[start Data for this task]

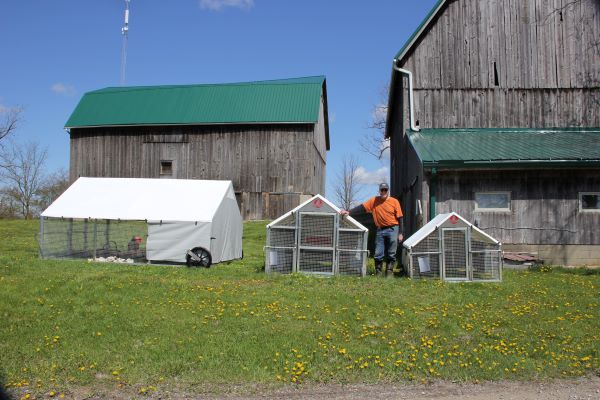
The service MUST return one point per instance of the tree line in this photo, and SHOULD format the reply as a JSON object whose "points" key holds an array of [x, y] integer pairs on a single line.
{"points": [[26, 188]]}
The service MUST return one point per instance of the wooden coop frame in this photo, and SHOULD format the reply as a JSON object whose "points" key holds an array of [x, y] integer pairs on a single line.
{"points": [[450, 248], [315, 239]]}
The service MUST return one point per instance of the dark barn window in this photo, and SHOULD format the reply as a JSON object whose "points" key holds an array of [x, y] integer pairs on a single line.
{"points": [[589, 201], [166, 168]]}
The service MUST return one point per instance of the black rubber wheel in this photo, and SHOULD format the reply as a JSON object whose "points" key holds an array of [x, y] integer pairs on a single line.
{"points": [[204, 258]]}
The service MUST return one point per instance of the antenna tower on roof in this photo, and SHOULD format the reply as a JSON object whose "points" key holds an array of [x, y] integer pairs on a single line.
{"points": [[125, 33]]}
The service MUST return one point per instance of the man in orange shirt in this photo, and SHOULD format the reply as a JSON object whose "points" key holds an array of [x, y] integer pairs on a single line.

[end Data for this task]

Lay out the stretch from the line containing "The service MUST return one point per instance of the antenna" through the end of the data items as a Markdown table with the columns Number and Record line, leaving out blank lines.

| Number | Record line |
|---|---|
| 1 | The service MUST return one point per instance of the antenna tower on roof in this photo, and SHOULD format the reply as a JSON object whose "points" key holds an array of [x, y] integer pairs on a single line. |
| 2 | {"points": [[125, 33]]} |
| 3 | The service MUST return one point per instance of the man in orange shirt in this photo, and SHOULD format the reply as a JSON object whose "points" key holds an array of [x, y] integer pairs on a single line. |